Excerto =
━━━━━━━━
Peter Cave, Duas Vidas Valem Mais Que Uma? Academia do Livro, pp 23-27

SERÁ QUE TODOS OS VALORES SÃO RELATIVOS?


SERÁ QUE TODOS OS VALORES SÃO RELATIVOS?
Uma mulher adúltera é apedrejada até à morte - uma morte lenta e humilhante - num país governado por uma versão da lei Sharia. Na Grã-Bretanha de hoje, nenhuma lei é aplicada contra o adultério. Algumas pessoas considerariam o adultério dela imoral, outras, possivelmente incluindo o marido, não veriam nada de errado nisso. Na Grã-Bretanha, na Europa e em todo o lado, grande maioria das pessoas julgaria o castigo por apedrejamento como horrendo e profundamente errado. Algumas pessoas acham que estes assuntos são relativos. O que ela fez foi errado em relação à sua cultura, mas não foi assim tão errado na cultura ocidental moderna. Em relação à moral idade muçulmana e lei daquele país, ela foi correctamente castigada.
Há muitos anos, num debate escolar, eu falei a favor da moção «Abaixo a minissaia!» Apoiar a moção permitiu envolver-me no humor dos rapazes da escola sobre o duplo sentido de «abaixo a». Na altura, as minissaias estavam na moda, uns anos mais tarde não. As modas vêm e vão – assim como as palavras da moda - «chique», «fixe», «boa onda», «estiloso», «muita louco», «está com tudo». O que achamos atraente, desafiador, aceitável ou ofensivo é relativo de acordo com o contexto. Dizem que antigamente os homens desfaleciam diante do vago aparecer do tornozelo de uma mulher.
Compare como o vinho tinto lhe sabia quando era criança (desagradável?) com o sabor que sente agora. Observe o contraste entre as reacções a um grelhado canino com queijo servido na Coreia e as reacções proporcionadas pelo mesmo prato servido na Grã-Bretanha; entre relações sexuais envolvendo rapazes na Atenas antiga e as mesmas relações no Ocidente da actualidade; ou entre as reacções dos escoceses à música da gaita-de-foles e as dos ingleses a esse barulho - quero dizer, sons.
━━━━━━━━
Instrução 1 = Na listagem, copie tudo desde a linha que contém "Would you please locate the outstretched" até ao final, substituindo "outstretched hand" por "raised hand" e sem alterar mais nada.
Instrução 2 = Prossiga o excerto sobre a relatividade dos valores a partir da sua última frase.
A listagem não tem qualquer relação com o excerto.
━━━━━━━━
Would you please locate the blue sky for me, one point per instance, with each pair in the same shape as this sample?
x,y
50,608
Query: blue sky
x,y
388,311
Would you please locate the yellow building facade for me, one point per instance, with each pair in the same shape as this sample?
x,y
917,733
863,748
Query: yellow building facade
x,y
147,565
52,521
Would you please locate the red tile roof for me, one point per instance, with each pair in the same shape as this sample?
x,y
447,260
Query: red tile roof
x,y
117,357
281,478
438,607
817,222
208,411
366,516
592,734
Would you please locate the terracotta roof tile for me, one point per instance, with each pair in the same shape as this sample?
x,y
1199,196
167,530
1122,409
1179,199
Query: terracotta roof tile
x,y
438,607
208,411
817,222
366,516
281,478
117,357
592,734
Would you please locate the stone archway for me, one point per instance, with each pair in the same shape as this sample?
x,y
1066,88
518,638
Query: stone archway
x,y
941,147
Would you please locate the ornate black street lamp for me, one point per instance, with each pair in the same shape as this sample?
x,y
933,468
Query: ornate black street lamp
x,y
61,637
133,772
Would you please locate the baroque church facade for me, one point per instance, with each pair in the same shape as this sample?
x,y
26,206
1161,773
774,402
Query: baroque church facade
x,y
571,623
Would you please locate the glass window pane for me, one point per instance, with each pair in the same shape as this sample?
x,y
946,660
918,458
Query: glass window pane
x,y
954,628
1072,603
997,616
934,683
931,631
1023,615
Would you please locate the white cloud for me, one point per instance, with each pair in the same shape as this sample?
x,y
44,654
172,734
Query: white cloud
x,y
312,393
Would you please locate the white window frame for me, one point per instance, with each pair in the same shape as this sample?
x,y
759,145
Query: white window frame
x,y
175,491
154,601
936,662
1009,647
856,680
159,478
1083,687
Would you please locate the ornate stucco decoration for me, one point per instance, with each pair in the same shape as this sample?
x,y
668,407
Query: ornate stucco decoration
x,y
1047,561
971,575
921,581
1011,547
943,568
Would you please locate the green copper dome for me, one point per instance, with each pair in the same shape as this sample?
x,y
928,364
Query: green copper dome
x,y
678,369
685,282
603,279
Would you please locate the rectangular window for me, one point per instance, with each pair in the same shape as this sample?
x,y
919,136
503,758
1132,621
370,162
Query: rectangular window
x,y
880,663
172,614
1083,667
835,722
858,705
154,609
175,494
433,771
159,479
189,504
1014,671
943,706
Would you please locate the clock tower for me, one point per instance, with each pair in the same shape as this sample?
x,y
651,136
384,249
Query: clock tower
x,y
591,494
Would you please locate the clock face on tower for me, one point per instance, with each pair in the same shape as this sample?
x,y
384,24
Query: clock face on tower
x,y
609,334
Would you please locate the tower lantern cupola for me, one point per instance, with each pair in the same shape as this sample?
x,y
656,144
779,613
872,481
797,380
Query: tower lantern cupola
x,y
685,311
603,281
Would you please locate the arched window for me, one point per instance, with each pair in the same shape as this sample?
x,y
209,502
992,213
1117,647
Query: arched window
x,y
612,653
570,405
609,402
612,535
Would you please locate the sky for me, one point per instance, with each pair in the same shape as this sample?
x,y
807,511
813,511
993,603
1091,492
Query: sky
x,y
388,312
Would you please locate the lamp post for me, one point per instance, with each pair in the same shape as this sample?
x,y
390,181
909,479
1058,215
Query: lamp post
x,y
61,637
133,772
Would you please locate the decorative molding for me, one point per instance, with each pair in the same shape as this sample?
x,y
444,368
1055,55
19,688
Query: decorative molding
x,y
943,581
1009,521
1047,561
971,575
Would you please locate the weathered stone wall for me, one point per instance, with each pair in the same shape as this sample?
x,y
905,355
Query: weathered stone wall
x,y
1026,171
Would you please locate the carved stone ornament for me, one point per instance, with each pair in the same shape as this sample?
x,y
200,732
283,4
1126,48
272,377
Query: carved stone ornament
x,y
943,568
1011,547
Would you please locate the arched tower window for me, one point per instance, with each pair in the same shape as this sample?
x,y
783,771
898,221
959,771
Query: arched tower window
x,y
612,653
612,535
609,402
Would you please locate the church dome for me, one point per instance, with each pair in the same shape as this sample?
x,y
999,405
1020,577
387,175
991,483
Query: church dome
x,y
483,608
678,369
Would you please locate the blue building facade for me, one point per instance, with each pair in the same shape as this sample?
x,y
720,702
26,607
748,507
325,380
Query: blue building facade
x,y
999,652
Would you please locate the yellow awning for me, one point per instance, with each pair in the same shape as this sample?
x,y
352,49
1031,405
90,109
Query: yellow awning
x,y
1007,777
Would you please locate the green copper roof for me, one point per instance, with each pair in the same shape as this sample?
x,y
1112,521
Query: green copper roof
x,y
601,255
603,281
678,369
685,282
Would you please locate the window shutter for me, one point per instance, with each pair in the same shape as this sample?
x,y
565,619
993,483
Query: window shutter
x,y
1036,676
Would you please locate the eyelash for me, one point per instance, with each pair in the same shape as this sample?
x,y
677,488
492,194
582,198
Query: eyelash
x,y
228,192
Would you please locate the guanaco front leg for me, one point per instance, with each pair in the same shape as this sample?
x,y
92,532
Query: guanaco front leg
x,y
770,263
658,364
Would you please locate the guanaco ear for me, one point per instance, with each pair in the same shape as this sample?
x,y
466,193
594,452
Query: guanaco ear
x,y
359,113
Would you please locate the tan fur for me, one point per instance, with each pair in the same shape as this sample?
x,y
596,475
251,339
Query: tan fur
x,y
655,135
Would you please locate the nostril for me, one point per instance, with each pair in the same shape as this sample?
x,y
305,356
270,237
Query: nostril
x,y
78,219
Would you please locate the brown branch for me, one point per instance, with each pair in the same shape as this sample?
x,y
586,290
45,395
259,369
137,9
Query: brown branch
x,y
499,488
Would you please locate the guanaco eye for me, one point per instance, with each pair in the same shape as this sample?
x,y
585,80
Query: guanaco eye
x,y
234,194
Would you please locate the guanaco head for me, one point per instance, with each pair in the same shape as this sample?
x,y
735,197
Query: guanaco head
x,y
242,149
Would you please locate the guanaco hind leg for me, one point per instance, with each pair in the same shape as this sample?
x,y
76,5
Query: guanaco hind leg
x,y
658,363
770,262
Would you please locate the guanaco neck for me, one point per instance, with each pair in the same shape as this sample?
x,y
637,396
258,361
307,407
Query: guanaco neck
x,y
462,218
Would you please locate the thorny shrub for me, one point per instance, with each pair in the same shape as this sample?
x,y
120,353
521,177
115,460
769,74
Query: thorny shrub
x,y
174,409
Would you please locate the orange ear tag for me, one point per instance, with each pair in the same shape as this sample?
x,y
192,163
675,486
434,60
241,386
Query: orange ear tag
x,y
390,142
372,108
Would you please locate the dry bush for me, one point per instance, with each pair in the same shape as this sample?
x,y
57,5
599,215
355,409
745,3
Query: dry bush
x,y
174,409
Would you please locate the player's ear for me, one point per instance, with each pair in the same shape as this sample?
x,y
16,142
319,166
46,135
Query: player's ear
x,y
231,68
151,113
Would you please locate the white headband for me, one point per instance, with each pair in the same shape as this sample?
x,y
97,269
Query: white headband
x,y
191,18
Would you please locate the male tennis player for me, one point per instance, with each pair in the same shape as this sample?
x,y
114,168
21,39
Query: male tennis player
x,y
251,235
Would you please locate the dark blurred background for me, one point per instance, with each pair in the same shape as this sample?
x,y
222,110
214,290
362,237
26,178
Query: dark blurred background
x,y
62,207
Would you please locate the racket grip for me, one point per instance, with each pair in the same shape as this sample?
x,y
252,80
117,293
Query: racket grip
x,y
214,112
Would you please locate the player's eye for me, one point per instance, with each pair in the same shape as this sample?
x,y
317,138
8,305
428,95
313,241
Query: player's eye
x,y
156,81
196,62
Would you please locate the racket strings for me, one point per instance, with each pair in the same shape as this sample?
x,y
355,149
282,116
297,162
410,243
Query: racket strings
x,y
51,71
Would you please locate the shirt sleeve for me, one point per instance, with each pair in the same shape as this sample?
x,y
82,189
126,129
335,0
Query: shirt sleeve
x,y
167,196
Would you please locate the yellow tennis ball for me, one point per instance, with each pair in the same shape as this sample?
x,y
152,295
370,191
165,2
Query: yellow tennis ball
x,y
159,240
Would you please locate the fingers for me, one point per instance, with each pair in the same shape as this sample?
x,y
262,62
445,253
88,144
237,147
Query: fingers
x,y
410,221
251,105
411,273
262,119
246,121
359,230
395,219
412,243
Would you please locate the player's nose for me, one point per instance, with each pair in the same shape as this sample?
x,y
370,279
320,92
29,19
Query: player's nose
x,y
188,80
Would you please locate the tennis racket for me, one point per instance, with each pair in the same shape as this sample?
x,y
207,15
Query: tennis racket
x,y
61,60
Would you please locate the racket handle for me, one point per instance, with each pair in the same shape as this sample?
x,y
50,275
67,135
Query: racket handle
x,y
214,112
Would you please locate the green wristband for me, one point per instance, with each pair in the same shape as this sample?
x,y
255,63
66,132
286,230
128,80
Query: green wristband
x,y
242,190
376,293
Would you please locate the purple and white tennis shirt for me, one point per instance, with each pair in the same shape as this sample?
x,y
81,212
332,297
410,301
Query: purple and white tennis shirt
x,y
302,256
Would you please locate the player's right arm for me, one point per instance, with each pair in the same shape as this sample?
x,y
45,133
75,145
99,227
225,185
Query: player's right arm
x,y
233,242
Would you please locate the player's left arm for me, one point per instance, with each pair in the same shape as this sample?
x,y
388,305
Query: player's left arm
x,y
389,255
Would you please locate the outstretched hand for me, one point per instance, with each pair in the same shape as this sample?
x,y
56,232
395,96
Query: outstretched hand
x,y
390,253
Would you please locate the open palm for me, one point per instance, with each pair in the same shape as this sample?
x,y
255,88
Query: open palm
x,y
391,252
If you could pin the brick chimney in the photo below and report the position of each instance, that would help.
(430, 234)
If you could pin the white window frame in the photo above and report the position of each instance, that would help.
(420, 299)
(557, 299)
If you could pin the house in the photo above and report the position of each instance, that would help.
━━━━━━━━
Resposta 1 =
Would you please locate the raised hand for me, one point per instance, with each pair in the same shape as this sample?
x,y
56,232
395,96
Query: raised hand
x,y
390,253
Would you please locate the open palm for me, one point per instance, with each pair in the same shape as this sample?
x,y
255,88
Query: open palm
x,y
391,252
If you could pin the brick chimney in the photo below and report the position of each instance, that would help.
(430, 234)
If you could pin the white window frame in the photo above and report the position of each instance, that would help.
(420, 299)
(557, 299)
If you could pin the house in the photo above and report the position of each instance, that would help.

Resposta 2 =
Os relativistas culturais costumam estender essas relatividades à moralidade. O que é moralmente certo ou errado depende, segundo eles, da sociedade. Os relativistas expansivos
(como eu lhes chamo) ainda expandem mais a relatividade, alguns até mesmo a todas as verdades. Dizem, por exemplo, «Deus existe» é verdade para os crentes mas falso para os não crentes; ou «a Terra é plana» era verdade para a maioria das pessoas na Idade Média, mas não é verdade para nós agora. Eles podem argumentar que quando eu tento dizer que alguma coisa é verdade em absoluto – quer dizer, não relativamente - tudo o que estou a fazer é dizer
que acredito. Não posso sair da minha própria pele e descobrir como as coisas são realmente. Alguns relativistas argumentam que «são realmente» não existe de forma alguma. É tudo relativo.
Será que todos os valores e verdades são relativos?
Discutivelmente, o relativismo parece ser mais persuasivo quando as verdades aparentes têm a ver com a moralidade - com o que nós devemos ou não moralmente fazer - do que quando têm a ver com o mundo que nos rodeia. O relativismo moral é apoiado por muitos seculares ocidentais. Esses relativistas, em relação ao apedrejamento, por vezes concluem enganosamente que é errado interferirmos com as práticas de outro país. Se essa conclusão é proferida como uma afirmação não relativa, designadamente que interferir é errado e ponto final, então contradiz a afirmação de que todos os julgamentos morais são relativos. Não podem agarrar-se consistentemente à sua posição. Essa é uma razão clara para rejeitar o seu relativismo.
Talvez os relativistas morais estejam a dizer que é errado, quanto aos valores de um grupo (presumivelmente o seu), interferir nos valores (relativos) de outro país. Se é essa a história,
posso achar interessante, mas, como se trata apenas de um assunto relativo, por si só não me fornece uma boa razão para aceitar os valores deles.
Embora o relativismo pareça ter uma relação natural com a tolerância liberal - dentro do possível, não interfira na vida dos outros - não existe razão de ser para isso. Não podem coerentemente dizer às nações, facções de indivíduos, que eles estão errados e ponto final quando impõem os seus valores aos outros, pois essas nações podem muito bem valorizar a difusão dos seus valores (relativos) pelos outros. O facto de todos os julgamentos morais serem relativos não justifica que tiremos a conclusão, ainda que de forma relativa, que não devemos interferir nas práticas de outros países, assim como não justifica o contrário.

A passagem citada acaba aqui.